_Aim of the task_:
Copy the data word for word, starting with the line containing "Locate every boot" and going on through the line containing "0,122,218,240".

◇ ◇ ◇

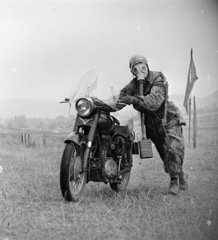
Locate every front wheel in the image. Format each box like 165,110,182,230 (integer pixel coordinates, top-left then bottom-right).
60,142,87,202
110,172,131,192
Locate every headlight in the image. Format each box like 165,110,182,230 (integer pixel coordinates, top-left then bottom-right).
76,98,94,117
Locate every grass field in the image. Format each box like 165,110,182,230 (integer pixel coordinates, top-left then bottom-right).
0,123,218,240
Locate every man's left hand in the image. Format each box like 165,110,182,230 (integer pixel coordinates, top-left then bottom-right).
121,95,138,105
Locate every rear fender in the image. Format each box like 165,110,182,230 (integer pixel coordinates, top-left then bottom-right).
64,132,88,145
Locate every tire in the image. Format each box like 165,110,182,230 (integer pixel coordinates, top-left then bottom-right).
60,142,87,202
110,172,131,193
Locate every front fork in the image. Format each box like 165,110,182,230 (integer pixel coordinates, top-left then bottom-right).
82,109,100,171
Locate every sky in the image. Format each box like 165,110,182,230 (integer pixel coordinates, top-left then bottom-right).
0,0,218,101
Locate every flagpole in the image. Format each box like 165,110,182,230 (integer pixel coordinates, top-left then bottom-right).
188,96,191,147
193,97,197,148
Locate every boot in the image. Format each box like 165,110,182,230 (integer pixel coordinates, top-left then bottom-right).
168,177,179,195
179,172,188,190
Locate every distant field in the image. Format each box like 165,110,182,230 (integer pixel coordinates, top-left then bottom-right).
0,122,218,240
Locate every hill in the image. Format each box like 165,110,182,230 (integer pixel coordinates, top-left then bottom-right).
0,91,218,118
0,99,69,118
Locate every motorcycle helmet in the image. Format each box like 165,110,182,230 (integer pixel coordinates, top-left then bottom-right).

◇ ◇ ◇

_Output for this task_:
Locate every boot in the image. Format each box like 165,110,182,230 (integer pixel coordinates, top-left then bottom-right).
168,177,179,195
179,172,188,190
Locate every distant field in the image. Format each box like 165,110,182,230 (integer pixel coordinates, top-left then bottom-right).
0,122,218,240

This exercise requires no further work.